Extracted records
◇ ◇ ◇ ◇ ◇
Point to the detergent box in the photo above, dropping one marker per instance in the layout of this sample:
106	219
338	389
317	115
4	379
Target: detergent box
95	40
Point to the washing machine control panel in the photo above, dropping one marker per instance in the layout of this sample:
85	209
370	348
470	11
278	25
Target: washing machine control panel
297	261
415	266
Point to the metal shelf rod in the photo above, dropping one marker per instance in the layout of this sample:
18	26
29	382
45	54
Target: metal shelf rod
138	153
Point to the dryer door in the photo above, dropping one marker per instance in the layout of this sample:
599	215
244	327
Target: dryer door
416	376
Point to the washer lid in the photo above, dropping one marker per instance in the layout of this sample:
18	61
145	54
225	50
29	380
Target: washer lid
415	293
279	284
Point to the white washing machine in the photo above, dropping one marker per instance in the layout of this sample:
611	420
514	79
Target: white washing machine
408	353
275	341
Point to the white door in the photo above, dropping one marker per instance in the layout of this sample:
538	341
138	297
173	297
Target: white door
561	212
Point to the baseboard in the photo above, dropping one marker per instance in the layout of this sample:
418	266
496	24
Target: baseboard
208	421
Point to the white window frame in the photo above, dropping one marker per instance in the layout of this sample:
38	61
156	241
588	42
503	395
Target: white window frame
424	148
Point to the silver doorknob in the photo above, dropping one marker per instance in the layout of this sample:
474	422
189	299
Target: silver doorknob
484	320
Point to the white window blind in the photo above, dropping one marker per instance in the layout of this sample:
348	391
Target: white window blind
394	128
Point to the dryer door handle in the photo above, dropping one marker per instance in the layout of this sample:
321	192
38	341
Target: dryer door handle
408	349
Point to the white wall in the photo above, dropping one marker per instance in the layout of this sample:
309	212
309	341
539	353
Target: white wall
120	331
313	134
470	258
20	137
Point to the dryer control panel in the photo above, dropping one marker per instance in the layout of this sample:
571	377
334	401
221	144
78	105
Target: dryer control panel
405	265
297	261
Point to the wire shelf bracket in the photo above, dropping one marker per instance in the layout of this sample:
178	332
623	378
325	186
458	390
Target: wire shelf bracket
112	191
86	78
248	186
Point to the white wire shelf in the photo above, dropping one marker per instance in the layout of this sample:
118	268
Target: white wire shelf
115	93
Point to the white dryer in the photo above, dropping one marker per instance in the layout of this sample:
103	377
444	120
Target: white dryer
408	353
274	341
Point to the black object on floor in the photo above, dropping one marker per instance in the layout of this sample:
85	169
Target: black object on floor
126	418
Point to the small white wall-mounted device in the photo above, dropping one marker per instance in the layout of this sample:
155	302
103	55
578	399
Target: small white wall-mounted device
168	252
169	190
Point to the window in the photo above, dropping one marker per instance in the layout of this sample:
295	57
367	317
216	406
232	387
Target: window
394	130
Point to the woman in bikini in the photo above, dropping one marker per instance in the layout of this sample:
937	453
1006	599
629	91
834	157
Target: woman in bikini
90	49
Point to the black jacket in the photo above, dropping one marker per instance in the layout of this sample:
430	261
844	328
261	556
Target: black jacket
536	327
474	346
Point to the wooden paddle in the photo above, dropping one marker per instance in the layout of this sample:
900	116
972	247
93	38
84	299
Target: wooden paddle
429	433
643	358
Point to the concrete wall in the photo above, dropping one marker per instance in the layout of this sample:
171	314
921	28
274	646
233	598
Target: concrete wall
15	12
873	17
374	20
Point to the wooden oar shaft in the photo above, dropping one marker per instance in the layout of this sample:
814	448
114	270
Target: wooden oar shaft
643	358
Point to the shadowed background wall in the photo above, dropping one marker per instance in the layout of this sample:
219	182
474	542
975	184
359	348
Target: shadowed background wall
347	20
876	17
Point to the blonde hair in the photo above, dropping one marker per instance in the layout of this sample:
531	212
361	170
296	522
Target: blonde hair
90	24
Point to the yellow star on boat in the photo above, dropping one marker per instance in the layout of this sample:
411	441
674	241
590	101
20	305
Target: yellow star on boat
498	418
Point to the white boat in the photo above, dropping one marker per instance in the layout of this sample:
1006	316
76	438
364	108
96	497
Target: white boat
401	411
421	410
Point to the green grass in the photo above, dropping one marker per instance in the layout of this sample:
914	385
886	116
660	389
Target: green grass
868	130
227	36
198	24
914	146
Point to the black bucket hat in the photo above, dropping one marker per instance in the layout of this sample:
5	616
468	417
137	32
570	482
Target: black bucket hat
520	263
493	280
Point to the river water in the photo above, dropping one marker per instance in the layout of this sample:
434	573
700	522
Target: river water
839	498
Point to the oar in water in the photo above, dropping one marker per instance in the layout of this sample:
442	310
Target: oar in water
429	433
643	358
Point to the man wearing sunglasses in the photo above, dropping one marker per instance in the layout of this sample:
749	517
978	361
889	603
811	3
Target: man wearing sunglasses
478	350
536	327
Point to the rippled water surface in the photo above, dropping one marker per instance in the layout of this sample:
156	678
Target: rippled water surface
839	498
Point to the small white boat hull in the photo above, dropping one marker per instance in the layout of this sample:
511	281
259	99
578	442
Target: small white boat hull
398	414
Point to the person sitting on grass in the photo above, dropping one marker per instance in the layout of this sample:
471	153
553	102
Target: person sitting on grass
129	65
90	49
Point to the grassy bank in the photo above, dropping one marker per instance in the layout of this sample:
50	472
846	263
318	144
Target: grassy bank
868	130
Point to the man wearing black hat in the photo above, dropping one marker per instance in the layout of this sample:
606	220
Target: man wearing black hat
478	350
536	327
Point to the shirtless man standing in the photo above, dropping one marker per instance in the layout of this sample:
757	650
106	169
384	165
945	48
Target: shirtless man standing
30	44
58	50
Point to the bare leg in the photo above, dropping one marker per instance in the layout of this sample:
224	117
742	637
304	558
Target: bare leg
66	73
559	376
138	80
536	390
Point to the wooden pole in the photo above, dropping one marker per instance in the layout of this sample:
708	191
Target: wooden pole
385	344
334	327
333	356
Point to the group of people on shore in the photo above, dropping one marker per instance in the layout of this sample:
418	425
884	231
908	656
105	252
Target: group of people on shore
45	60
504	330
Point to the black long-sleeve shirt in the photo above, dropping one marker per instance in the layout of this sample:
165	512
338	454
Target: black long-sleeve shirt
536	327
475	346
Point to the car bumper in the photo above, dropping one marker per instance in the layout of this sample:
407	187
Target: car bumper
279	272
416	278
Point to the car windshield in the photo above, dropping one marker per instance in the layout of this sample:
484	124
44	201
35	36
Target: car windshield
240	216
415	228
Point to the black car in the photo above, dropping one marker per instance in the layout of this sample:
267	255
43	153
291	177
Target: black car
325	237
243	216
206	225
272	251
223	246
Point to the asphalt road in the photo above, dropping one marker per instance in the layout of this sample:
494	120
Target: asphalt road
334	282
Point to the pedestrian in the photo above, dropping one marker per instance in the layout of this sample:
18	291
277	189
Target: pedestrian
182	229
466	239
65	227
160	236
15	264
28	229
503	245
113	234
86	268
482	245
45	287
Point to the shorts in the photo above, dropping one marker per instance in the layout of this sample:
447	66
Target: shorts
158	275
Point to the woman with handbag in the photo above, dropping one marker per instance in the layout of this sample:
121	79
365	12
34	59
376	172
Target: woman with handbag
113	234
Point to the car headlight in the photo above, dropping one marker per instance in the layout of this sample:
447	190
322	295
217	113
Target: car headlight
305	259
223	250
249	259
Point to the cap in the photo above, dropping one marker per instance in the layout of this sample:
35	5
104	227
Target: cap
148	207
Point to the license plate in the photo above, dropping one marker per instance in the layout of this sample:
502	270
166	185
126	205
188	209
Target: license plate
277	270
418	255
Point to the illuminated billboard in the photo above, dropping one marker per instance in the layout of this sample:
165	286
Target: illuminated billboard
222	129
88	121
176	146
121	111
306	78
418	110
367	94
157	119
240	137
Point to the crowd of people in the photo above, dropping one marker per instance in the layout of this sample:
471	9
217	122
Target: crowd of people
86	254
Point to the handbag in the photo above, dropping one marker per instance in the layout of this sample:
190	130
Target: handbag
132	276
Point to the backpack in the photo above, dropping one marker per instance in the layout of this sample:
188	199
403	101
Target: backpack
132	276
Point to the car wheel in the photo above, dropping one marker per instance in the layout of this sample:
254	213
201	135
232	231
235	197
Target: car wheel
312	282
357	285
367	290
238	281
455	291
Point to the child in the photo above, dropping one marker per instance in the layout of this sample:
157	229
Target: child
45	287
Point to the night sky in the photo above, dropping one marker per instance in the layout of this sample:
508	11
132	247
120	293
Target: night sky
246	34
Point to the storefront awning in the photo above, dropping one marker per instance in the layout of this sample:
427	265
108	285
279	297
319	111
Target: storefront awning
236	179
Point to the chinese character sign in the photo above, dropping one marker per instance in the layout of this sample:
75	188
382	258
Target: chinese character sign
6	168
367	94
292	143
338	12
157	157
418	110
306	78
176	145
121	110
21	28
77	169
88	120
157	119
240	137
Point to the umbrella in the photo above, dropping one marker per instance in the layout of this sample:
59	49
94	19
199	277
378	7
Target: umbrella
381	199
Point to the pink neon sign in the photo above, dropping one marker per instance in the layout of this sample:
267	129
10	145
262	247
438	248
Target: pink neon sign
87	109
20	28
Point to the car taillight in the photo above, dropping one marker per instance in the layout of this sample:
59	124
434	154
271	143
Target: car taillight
◇ ◇ ◇ ◇ ◇
Goal of the exercise
Starting at the line that contains "Point to the chinese", quote each remaining line of the entries above, unchanged.

Result
Point to the chinese character sign in the photo above, dropping one marker per instance in the layout of this sample:
75	188
382	258
Target: chinese character sign
6	168
367	94
292	143
338	12
157	157
418	110
306	78
176	145
121	110
21	28
77	169
88	120
157	119
240	137
Point to the umbrella in the photo above, dropping one marker per instance in the layout of this sample:
59	49
94	19
199	277
378	7
Target: umbrella
381	199
Point to the pink neon sign in the photo above, dropping one marker per instance in the layout of this sample:
267	129
10	145
262	247
438	248
Target: pink neon sign
87	109
20	28
Point to the car taillight in the photo above, dropping one marker per instance in the layout of this sample:
59	124
434	154
271	143
Target: car taillight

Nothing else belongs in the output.